Task goal: Each line below should be quoted exactly, please.

Task material:
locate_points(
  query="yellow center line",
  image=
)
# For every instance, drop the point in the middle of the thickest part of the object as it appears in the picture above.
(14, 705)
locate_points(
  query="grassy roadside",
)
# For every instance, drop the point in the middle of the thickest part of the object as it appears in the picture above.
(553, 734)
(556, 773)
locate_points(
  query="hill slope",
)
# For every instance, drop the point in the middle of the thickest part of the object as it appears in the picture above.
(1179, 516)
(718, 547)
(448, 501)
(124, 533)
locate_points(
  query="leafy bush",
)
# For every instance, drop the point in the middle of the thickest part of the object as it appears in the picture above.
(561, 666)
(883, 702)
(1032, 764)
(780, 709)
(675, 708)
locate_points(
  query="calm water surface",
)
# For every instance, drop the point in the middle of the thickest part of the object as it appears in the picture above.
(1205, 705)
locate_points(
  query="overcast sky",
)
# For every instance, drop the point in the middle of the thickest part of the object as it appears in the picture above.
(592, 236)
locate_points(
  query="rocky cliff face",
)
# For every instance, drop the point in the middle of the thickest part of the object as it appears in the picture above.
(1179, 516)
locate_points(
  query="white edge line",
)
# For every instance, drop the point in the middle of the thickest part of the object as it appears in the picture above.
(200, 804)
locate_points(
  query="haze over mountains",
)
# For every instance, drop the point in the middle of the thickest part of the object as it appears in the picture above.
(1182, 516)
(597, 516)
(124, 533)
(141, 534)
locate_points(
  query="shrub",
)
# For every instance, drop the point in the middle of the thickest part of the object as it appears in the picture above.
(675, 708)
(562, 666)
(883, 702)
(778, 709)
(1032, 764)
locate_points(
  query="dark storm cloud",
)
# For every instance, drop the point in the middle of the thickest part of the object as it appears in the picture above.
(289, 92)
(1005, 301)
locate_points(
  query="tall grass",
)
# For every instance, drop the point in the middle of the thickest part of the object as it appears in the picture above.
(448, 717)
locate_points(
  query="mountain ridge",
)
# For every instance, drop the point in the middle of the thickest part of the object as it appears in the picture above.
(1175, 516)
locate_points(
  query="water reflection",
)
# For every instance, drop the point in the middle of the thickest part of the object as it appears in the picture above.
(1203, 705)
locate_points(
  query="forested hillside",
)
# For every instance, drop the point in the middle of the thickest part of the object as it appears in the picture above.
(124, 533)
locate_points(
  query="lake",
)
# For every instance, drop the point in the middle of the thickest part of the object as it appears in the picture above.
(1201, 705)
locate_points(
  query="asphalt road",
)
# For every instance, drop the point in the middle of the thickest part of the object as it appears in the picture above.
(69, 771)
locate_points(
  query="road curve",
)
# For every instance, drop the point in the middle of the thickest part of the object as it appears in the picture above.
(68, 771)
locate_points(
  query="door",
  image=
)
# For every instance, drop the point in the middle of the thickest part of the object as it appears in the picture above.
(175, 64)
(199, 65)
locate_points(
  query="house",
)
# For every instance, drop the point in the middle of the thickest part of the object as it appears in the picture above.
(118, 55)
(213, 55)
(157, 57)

Output:
locate_points(
  query="yellow center line",
  image=
)
# For every instance, drop the point in the middle of the thickest part of the object as it appears in the picture above.
(14, 705)
locate_points(
  query="grassy roadside",
)
# For every instance, drop the point in the middle of the thickest part of the object as it appears in the picture above.
(553, 734)
(556, 773)
locate_points(
  query="hill slope",
)
# For every instance, drop the point in the middle of the thickest part of the object as it appears in the picture above.
(1179, 516)
(718, 547)
(448, 501)
(124, 533)
locate_points(
  query="leafy bush",
)
# For every instance, drop the point in the middle of the thickest part of the object as it appears in the picture above.
(561, 666)
(883, 702)
(1032, 764)
(780, 709)
(675, 708)
locate_points(
  query="calm water surface",
)
# For every instance, drop the point in the middle of the thickest part of the object as it appears in the picture above.
(1205, 705)
locate_points(
  query="overcast sky",
)
# For every instance, drop the point in the middle of the thickest part of the object as it appears in the picture above.
(592, 236)
locate_points(
  query="rocky cliff face",
)
# For every instance, drop the point in the middle of the thickest part of the object as it appears in the picture above.
(1179, 516)
locate_points(
  query="white edge line",
)
# For every instance, drop the point in the middle of the thickest part of the object as it appears in the picture above.
(200, 804)
locate_points(
  query="haze over mountains",
)
# For every instance, drop the point in the middle of the thickest part of the object as it appears in the picture above.
(1182, 516)
(597, 516)
(124, 533)
(141, 534)
locate_points(
  query="shrub",
)
# For every instance, drop the point in the middle of the thickest part of the object as it appears in the picture above.
(675, 708)
(562, 666)
(883, 702)
(778, 709)
(1032, 764)
locate_points(
  query="dark storm cloud",
)
# For every instance, drop the point in the middle of the thickest part of the object as it appears in the picture above.
(289, 92)
(1005, 301)
locate_points(
  query="tall grass",
)
# For every instance, drop the point in the middle of the thickest part of the object as it appears in the picture above.
(448, 717)
locate_points(
  query="mountain ridge",
)
# For every instance, drop the point in the middle of the thickest part of the object as it appears in the picture above.
(1175, 516)
locate_points(
  query="water reflection",
)
# For every instance, drop the point in the middle of the thickest part of the object as it appears in the picture above.
(1203, 705)
locate_points(
  query="forested hillside",
)
# For every instance, drop the point in the middle of the thickest part of the object as it appears in the picture above.
(124, 533)
locate_points(
  query="lake",
)
# For every instance, drop the point in the middle of the thickest part of the object as it appears in the picture above.
(1201, 705)
locate_points(
  query="asphalt road",
)
# For every instance, drop the point in the middle of the thickest part of the object as it appears in the picture above.
(69, 771)
locate_points(
  query="road curve",
)
# For every instance, drop the point in the middle of the thickest part of the object as it appears in the picture above.
(68, 771)
locate_points(
  query="door",
  image=
)
# For every instance, drop the point in the middle of the thickest part of the object as it appears in the picture above.
(175, 64)
(199, 65)
locate_points(
  query="house",
)
# For every instance, drop the point in the middle of the thickest part of the object as it appears in the picture above.
(118, 55)
(213, 55)
(157, 57)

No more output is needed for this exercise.